:: PASSAGE PROVIDED ::
Remove items at positions 1,2,4,8,16,.. from list

Question

How would I go about removing every element with index 2^x in a list? I've tried using a for loop with a variable representing x increasing by 1 in every loop but this throws the out of range error.

eg:

remove([0,0,1,1,0,1,0,1,1])
>>>[1,0,1,0,1]

Answer 1

It's an irresistible temptation here to use the well-known "check if x is a power of 2" bit-manipulation trick -- (x & (x - 1)) == 0 .

Since here you actually want to check x + 1 , and in Python == 0 can be subsumed in an implicit truthiness check...:

def remove(listarg):
    return [it for x, it in enumerate(listarg) if (x & (x+1))]

Pretty inscrutable, alas...!-)

Ah well, at least it's easy to check it works...:=_

>>> set(range(1,35)).difference(remove(range(1,35)))
{32, 1, 2, 4, 8, 16}

Answer 2

Probably not the most efficient solution, but this is nice and simple:

import math

orig = [0,0,1,1,0,1,0,1,1]

max_power_of_2 = int(math.log(len(orig), 2))
# Only generate these up to the length of the list
powers_of_2 = set(2**n for n in range(max_power_of_2 + 1))

:: ENTRIES SHOWN ::
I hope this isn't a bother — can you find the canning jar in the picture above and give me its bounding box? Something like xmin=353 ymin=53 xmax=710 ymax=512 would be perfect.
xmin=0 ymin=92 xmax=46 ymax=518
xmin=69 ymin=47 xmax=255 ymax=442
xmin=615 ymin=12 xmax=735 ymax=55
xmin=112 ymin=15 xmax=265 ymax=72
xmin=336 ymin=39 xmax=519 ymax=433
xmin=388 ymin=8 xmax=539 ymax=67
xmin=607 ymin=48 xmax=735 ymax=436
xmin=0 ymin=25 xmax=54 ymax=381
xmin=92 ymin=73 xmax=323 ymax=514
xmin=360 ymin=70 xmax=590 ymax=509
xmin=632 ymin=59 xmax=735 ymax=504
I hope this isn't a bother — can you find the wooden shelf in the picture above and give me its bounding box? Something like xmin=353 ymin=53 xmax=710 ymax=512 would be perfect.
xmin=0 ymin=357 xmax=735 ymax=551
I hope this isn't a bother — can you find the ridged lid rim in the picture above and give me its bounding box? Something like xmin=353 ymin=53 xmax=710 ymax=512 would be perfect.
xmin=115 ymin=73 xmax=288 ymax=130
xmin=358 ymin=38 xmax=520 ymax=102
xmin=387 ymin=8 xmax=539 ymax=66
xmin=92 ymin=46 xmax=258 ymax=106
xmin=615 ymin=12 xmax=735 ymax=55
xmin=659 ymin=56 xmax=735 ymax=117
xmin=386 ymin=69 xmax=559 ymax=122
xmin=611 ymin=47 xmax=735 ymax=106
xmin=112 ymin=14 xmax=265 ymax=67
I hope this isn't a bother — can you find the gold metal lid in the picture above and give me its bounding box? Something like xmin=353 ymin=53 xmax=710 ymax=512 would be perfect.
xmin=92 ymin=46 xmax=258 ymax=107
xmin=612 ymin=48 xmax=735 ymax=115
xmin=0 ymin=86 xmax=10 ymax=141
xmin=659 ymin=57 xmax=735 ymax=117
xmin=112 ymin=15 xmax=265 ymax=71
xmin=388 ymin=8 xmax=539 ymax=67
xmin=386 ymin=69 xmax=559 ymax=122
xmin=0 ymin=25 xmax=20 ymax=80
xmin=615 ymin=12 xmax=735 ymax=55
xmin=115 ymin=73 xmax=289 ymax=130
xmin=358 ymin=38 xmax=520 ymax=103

:: OBJECTIVES ::
- a) Copy out the listing word for word, from its first line down to and including the line that contains "xmin=112 ymin=14 xmax=265 ymax=67".
- b) Continue the thread on removing list items at power-of-two positions, starting where it stops.

:: ANSWER SET ::
- a)
I hope this isn't a bother — can you find the canning jar in the picture above and give me its bounding box? Something like xmin=353 ymin=53 xmax=710 ymax=512 would be perfect.
xmin=0 ymin=92 xmax=46 ymax=518
xmin=69 ymin=47 xmax=255 ymax=442
xmin=615 ymin=12 xmax=735 ymax=55
xmin=112 ymin=15 xmax=265 ymax=72
xmin=336 ymin=39 xmax=519 ymax=433
xmin=388 ymin=8 xmax=539 ymax=67
xmin=607 ymin=48 xmax=735 ymax=436
xmin=0 ymin=25 xmax=54 ymax=381
xmin=92 ymin=73 xmax=323 ymax=514
xmin=360 ymin=70 xmax=590 ymax=509
xmin=632 ymin=59 xmax=735 ymax=504
I hope this isn't a bother — can you find the wooden shelf in the picture above and give me its bounding box? Something like xmin=353 ymin=53 xmax=710 ymax=512 would be perfect.
xmin=0 ymin=357 xmax=735 ymax=551
I hope this isn't a bother — can you find the ridged lid rim in the picture above and give me its bounding box? Something like xmin=353 ymin=53 xmax=710 ymax=512 would be perfect.
xmin=115 ymin=73 xmax=288 ymax=130
xmin=358 ymin=38 xmax=520 ymax=102
xmin=387 ymin=8 xmax=539 ymax=66
xmin=92 ymin=46 xmax=258 ymax=106
xmin=615 ymin=12 xmax=735 ymax=55
xmin=659 ymin=56 xmax=735 ymax=117
xmin=386 ymin=69 xmax=559 ymax=122
xmin=611 ymin=47 xmax=735 ymax=106
xmin=112 ymin=14 xmax=265 ymax=67

- b)
# Your example output implies you're using 1-based indexing,
#   which is why I'm adding 1 to the index here
cleaned = [item for index, item in enumerate(orig) 
           if not index + 1 in powers_of_2]

In [13]: cleaned
Out[13]: [1, 0, 1, 0, 1]

Answer 3

This is how I'd do it:

from math import log

my_list  = [0,0,1,1,0,1,0,1,1]
new_list = [item for i,item in enumerate(my_list,1) if not log(i,2).is_integer()]

This yields [1, 0, 1, 0, 1] .

Answer 4

Analytical approach:

from math import ceil, log

def remove(list_):
    """ Create new list with every element with index 2**x removed. """
    indices = set((2**i-1 for i in range(int(ceil(log(len(list_), 2)))+1)))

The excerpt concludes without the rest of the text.